[Region pointing data]
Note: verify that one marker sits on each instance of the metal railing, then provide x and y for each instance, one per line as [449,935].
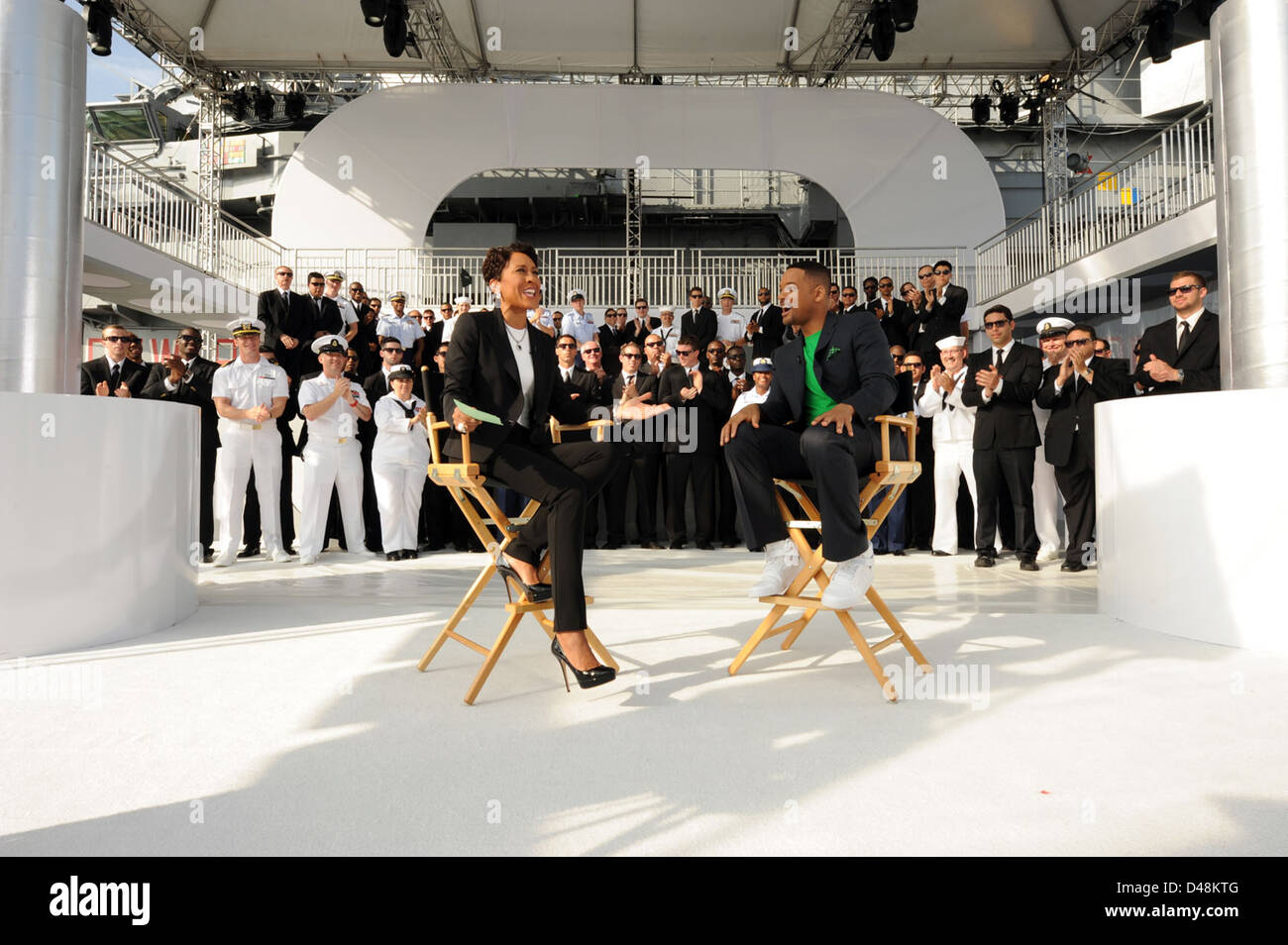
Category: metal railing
[1163,178]
[432,277]
[145,206]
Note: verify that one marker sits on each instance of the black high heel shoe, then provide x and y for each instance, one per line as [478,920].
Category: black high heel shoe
[587,679]
[537,593]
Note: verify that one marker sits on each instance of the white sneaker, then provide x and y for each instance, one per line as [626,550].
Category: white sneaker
[782,564]
[850,580]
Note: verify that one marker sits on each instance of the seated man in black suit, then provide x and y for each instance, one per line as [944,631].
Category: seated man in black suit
[114,373]
[1181,355]
[187,377]
[1001,383]
[1070,390]
[829,381]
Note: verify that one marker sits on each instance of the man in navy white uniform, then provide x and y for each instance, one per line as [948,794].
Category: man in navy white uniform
[250,394]
[333,408]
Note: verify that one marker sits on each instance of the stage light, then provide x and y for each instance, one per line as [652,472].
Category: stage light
[395,27]
[374,12]
[98,26]
[1162,31]
[980,107]
[294,106]
[1009,108]
[265,104]
[905,14]
[883,31]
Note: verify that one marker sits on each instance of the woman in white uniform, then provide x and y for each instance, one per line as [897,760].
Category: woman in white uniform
[398,463]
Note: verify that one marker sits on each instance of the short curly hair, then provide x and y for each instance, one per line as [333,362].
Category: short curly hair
[498,255]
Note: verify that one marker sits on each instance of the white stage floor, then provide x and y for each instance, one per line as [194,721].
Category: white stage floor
[287,717]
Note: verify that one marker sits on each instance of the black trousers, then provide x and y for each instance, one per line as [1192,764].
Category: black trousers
[562,477]
[700,468]
[206,499]
[837,464]
[1077,481]
[1016,468]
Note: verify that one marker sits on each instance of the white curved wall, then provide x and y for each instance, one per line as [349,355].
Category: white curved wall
[373,172]
[101,515]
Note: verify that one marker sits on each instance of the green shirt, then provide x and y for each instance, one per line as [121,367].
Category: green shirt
[815,398]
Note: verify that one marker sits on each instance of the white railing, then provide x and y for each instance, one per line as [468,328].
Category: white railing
[432,277]
[1162,179]
[143,206]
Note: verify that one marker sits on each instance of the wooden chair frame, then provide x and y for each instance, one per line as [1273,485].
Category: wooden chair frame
[889,472]
[464,480]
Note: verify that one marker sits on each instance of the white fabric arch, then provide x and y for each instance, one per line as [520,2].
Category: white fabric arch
[373,172]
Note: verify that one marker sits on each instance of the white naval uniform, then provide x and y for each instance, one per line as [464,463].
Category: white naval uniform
[953,434]
[248,446]
[1046,494]
[331,458]
[398,467]
[406,330]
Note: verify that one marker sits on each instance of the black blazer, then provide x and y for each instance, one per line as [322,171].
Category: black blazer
[482,372]
[709,407]
[1201,358]
[133,376]
[851,365]
[769,339]
[703,326]
[1109,381]
[1006,421]
[198,393]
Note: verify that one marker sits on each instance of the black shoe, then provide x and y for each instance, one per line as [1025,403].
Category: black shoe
[587,679]
[537,593]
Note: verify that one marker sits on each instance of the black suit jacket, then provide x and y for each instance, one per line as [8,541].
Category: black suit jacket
[1006,421]
[1201,358]
[482,372]
[197,391]
[709,407]
[133,376]
[851,365]
[1076,406]
[769,339]
[703,326]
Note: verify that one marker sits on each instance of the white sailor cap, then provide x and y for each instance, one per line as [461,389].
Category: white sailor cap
[1048,327]
[330,344]
[245,326]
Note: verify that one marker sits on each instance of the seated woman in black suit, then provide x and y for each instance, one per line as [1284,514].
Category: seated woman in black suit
[502,365]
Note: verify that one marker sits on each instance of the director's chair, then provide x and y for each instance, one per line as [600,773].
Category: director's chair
[892,472]
[468,486]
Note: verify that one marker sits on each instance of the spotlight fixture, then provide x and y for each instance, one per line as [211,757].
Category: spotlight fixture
[98,26]
[1162,30]
[883,31]
[1009,108]
[265,104]
[980,107]
[294,106]
[374,12]
[905,14]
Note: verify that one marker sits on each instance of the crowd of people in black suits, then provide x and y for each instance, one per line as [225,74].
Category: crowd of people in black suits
[709,362]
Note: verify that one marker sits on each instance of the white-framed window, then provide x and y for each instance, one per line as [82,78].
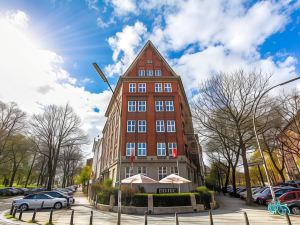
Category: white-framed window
[171,147]
[142,87]
[142,149]
[149,73]
[161,149]
[130,126]
[171,126]
[162,172]
[159,106]
[142,106]
[158,87]
[141,73]
[132,87]
[160,126]
[168,87]
[142,170]
[174,170]
[128,172]
[130,148]
[169,106]
[142,126]
[131,106]
[157,73]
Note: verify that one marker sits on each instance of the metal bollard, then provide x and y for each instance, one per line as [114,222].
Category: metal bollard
[50,218]
[176,219]
[288,220]
[91,218]
[72,218]
[11,209]
[210,218]
[33,216]
[246,218]
[146,219]
[15,211]
[20,215]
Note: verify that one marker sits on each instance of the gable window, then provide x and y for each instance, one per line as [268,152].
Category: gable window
[142,87]
[169,106]
[142,106]
[168,87]
[142,126]
[130,126]
[159,106]
[161,149]
[160,126]
[132,87]
[149,73]
[162,172]
[130,149]
[141,73]
[131,106]
[158,87]
[157,73]
[142,149]
[170,125]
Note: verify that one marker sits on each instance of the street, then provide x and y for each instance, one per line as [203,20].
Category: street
[230,212]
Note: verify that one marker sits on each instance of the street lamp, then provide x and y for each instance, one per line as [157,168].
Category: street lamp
[103,77]
[256,136]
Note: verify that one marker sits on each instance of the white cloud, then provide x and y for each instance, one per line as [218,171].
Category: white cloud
[125,45]
[32,76]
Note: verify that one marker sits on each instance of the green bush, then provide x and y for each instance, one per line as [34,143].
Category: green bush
[165,200]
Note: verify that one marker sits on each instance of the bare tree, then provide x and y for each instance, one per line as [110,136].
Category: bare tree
[56,128]
[232,97]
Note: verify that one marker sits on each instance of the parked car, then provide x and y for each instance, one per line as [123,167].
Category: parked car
[36,200]
[58,194]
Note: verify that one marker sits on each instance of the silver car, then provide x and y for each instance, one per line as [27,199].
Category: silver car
[40,200]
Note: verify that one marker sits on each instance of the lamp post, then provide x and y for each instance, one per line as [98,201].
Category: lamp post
[256,136]
[103,77]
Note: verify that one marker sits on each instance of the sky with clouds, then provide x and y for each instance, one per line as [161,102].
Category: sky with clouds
[47,47]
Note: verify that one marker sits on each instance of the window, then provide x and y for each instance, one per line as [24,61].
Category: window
[168,87]
[171,146]
[128,172]
[169,106]
[160,126]
[131,106]
[149,73]
[142,106]
[157,73]
[131,87]
[130,126]
[142,170]
[142,149]
[162,172]
[141,73]
[158,87]
[174,170]
[170,125]
[130,149]
[159,106]
[161,149]
[142,87]
[142,126]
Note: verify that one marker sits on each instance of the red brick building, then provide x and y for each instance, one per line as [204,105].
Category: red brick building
[155,119]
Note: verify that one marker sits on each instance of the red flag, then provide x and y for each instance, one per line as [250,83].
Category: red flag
[132,156]
[174,153]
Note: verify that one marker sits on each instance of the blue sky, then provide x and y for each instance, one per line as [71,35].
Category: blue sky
[197,38]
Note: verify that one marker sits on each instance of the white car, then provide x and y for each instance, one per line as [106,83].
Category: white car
[35,201]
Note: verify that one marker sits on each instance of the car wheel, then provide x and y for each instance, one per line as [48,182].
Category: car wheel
[57,205]
[23,207]
[295,210]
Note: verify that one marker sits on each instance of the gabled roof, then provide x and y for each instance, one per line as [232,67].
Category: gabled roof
[149,43]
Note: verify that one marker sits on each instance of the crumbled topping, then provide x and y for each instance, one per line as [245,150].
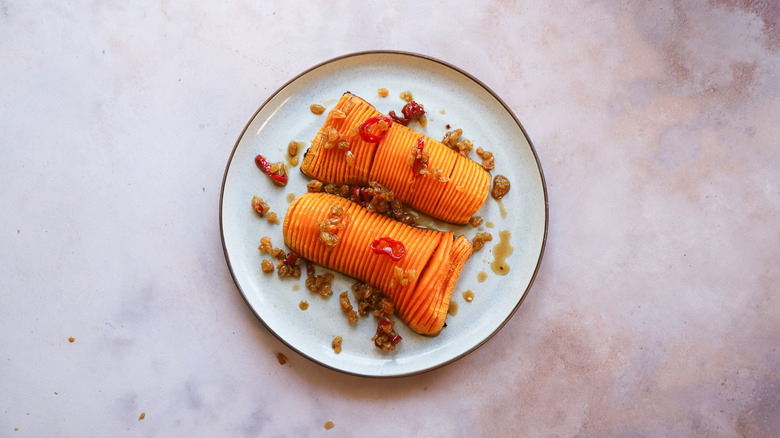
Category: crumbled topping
[488,161]
[259,205]
[480,239]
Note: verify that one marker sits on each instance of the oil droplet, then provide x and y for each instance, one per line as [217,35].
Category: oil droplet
[501,207]
[501,251]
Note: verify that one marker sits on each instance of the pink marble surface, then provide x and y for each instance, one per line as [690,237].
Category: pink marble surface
[655,311]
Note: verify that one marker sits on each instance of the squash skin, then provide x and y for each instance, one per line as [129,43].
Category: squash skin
[437,258]
[386,162]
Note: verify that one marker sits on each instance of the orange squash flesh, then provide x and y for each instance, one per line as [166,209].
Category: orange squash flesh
[386,162]
[461,251]
[434,255]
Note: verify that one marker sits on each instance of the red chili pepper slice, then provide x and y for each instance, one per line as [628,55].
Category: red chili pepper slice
[264,165]
[405,121]
[418,160]
[389,247]
[365,129]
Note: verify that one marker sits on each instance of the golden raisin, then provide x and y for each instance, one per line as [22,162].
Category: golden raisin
[265,244]
[292,148]
[480,239]
[336,344]
[500,187]
[259,206]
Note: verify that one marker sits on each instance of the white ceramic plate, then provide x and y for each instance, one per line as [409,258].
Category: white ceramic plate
[450,96]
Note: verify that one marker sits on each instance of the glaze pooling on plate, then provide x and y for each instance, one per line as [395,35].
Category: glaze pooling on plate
[451,97]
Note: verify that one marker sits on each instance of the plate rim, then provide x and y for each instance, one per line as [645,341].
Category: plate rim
[425,58]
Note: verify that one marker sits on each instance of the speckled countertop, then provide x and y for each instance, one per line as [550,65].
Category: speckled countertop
[655,311]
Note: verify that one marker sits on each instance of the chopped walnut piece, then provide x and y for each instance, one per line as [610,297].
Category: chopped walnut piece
[500,187]
[371,299]
[453,140]
[335,221]
[336,344]
[480,239]
[265,244]
[488,161]
[346,307]
[386,338]
[259,206]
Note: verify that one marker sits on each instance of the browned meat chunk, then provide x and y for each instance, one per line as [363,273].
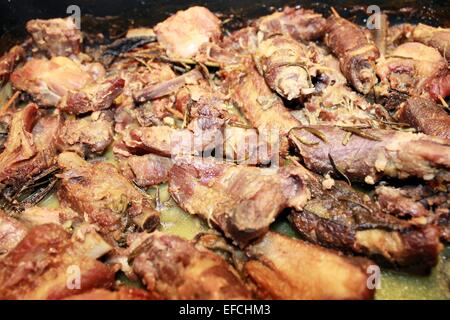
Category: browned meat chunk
[165,88]
[93,97]
[438,38]
[146,170]
[337,105]
[166,141]
[425,116]
[123,293]
[39,267]
[370,154]
[8,62]
[340,217]
[356,53]
[47,81]
[290,269]
[397,202]
[87,136]
[398,34]
[283,63]
[174,268]
[30,147]
[183,33]
[413,69]
[262,108]
[59,37]
[241,201]
[418,205]
[103,196]
[300,24]
[12,232]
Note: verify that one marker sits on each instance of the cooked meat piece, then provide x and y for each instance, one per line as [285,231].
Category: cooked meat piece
[203,133]
[43,264]
[414,69]
[93,97]
[87,136]
[30,147]
[247,146]
[138,77]
[396,201]
[398,34]
[5,122]
[12,231]
[380,34]
[300,24]
[123,293]
[170,86]
[340,217]
[59,37]
[147,170]
[36,216]
[183,33]
[47,81]
[8,62]
[438,38]
[290,269]
[418,204]
[103,196]
[175,269]
[337,105]
[262,108]
[283,63]
[425,116]
[167,142]
[241,201]
[370,154]
[356,53]
[242,41]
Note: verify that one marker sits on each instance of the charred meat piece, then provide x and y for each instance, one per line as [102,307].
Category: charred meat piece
[41,265]
[339,217]
[413,69]
[168,87]
[283,63]
[59,37]
[8,62]
[370,154]
[30,147]
[103,196]
[418,205]
[183,33]
[12,231]
[122,293]
[93,97]
[163,140]
[146,170]
[275,264]
[337,105]
[300,24]
[5,122]
[47,81]
[241,201]
[425,116]
[262,108]
[174,268]
[87,136]
[398,34]
[397,202]
[438,38]
[356,53]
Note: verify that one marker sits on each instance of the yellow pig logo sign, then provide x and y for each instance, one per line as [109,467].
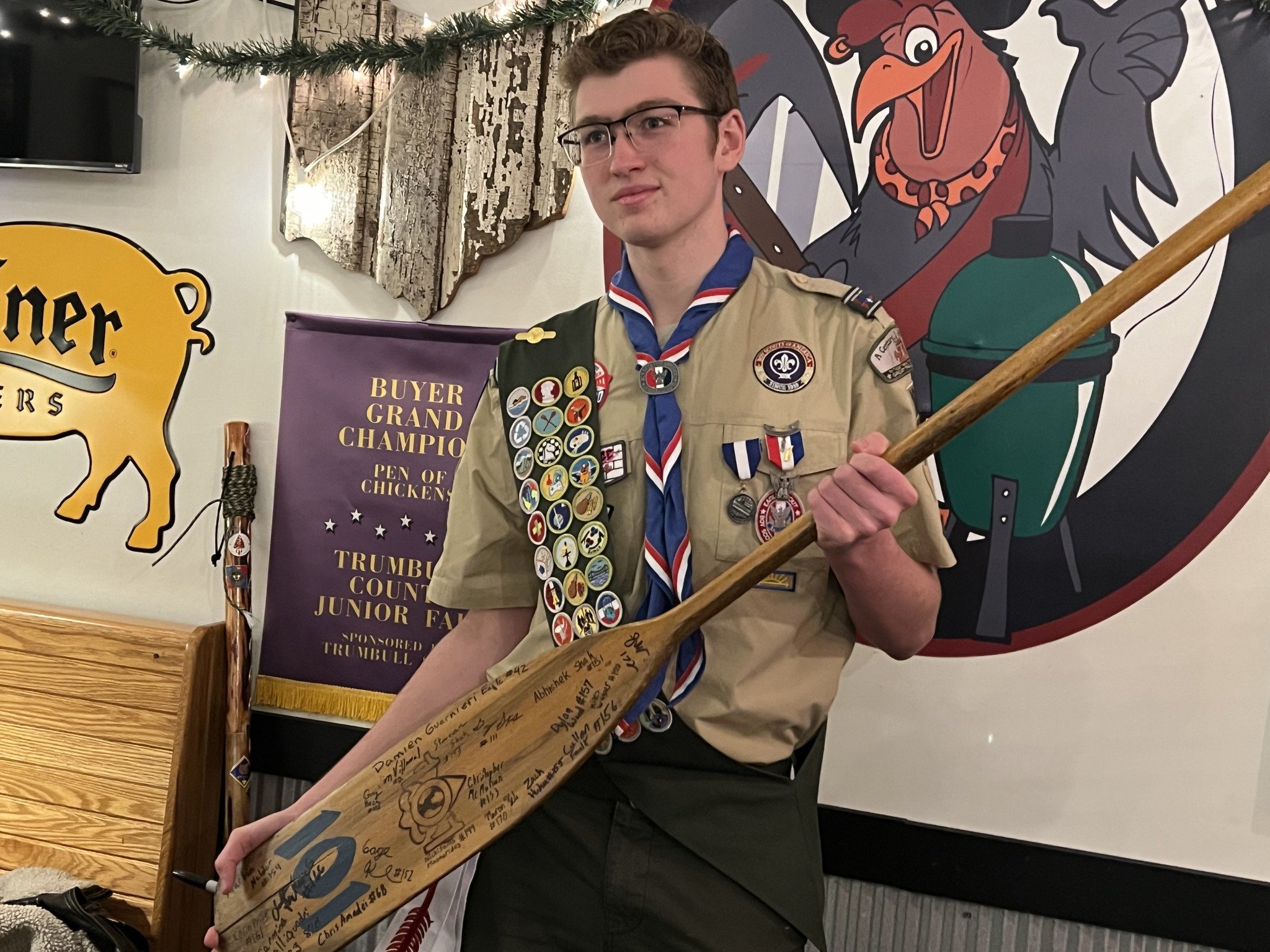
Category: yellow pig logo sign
[94,340]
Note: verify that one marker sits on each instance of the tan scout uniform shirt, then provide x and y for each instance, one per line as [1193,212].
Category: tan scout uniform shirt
[773,658]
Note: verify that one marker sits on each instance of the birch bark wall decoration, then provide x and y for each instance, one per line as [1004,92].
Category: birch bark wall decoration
[453,172]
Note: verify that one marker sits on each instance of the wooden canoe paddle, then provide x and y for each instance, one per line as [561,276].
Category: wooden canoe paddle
[474,771]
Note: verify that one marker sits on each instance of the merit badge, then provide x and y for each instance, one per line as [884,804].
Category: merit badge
[609,607]
[776,509]
[592,539]
[889,357]
[785,366]
[613,461]
[562,630]
[600,573]
[523,464]
[520,432]
[741,508]
[587,503]
[577,412]
[553,594]
[860,302]
[657,716]
[556,482]
[658,377]
[626,734]
[586,622]
[575,588]
[549,451]
[528,496]
[566,552]
[543,563]
[579,441]
[518,402]
[548,420]
[603,381]
[559,516]
[575,381]
[546,391]
[584,471]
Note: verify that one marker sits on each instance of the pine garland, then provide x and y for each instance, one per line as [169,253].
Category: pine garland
[417,55]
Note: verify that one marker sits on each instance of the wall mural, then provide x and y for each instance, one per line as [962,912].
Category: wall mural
[888,136]
[95,343]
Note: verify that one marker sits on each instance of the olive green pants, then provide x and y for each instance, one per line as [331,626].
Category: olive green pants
[590,874]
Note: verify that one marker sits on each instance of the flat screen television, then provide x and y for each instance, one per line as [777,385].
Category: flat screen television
[68,94]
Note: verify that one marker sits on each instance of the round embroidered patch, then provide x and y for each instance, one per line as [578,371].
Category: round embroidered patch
[785,366]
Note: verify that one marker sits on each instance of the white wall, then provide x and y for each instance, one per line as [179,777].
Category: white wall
[1143,736]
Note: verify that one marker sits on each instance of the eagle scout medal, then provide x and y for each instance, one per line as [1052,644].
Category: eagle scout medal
[603,381]
[609,607]
[889,357]
[556,482]
[543,563]
[562,630]
[657,716]
[575,381]
[741,508]
[577,412]
[658,377]
[584,471]
[548,420]
[523,464]
[586,622]
[559,516]
[579,441]
[553,594]
[528,496]
[566,552]
[587,505]
[785,366]
[549,451]
[546,391]
[592,540]
[518,402]
[613,461]
[575,588]
[518,434]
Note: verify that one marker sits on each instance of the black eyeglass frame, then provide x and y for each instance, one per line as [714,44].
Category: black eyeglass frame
[678,107]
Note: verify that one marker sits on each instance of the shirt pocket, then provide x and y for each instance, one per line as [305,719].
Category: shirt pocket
[824,451]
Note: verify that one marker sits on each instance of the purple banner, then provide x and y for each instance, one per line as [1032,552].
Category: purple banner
[373,425]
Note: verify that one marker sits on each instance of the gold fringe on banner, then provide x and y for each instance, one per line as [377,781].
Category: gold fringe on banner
[355,703]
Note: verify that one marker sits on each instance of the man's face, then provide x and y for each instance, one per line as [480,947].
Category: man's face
[646,198]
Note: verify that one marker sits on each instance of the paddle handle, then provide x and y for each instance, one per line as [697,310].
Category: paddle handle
[1025,364]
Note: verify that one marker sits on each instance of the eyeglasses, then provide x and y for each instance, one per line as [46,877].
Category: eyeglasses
[648,130]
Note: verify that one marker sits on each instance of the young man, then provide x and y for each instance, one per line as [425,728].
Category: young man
[699,833]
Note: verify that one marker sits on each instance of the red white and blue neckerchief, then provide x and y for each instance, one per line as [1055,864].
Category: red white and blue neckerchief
[667,544]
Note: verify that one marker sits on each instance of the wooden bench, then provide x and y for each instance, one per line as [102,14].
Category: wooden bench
[112,733]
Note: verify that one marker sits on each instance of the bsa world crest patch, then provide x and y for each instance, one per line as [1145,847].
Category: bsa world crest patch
[889,357]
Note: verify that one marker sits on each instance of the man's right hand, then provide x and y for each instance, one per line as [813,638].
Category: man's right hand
[242,842]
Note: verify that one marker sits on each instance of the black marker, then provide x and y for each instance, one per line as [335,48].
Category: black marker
[195,880]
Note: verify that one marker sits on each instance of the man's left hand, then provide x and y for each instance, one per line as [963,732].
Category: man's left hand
[861,498]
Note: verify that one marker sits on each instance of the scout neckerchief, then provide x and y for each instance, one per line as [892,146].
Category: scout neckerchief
[667,544]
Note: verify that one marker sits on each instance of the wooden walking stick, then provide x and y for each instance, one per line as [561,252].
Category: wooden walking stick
[238,645]
[474,771]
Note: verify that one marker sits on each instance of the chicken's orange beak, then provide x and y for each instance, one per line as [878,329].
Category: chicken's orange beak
[930,86]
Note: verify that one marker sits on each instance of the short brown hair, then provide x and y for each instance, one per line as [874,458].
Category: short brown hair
[641,35]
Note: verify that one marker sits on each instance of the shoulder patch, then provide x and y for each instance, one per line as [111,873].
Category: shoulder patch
[889,357]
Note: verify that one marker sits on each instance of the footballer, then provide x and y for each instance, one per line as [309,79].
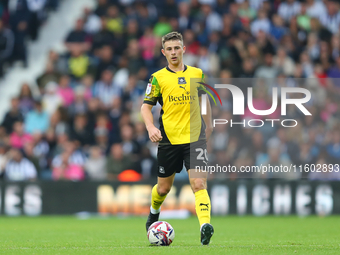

→ EXERCISE AIM:
Only those lines of the entries above that run from the line containing "Category: man's face" to the line containing "line as [1055,864].", both included, should be transcribed exactly.

→ PROBLEM SOLUTION:
Category: man's face
[646,198]
Note: verify that one marker sits on each instance of the paddle handle, then provide x and y for each instance, one per line as [697,310].
Category: paddle handle
[1025,364]
Note: verify that one marker sits on each instance of the eyeglasses, then provide x and y for each instance, one per line as [46,877].
Category: eyeglasses
[648,130]
Note: verify that one marker sits on each instance of the young man, then provide x and y for each instance, one per line as [425,728].
Category: young man
[699,833]
Note: verify that one marker sits on each instance of the red white and blue neckerchief, then provide x and y for each instance, one per line as [1055,864].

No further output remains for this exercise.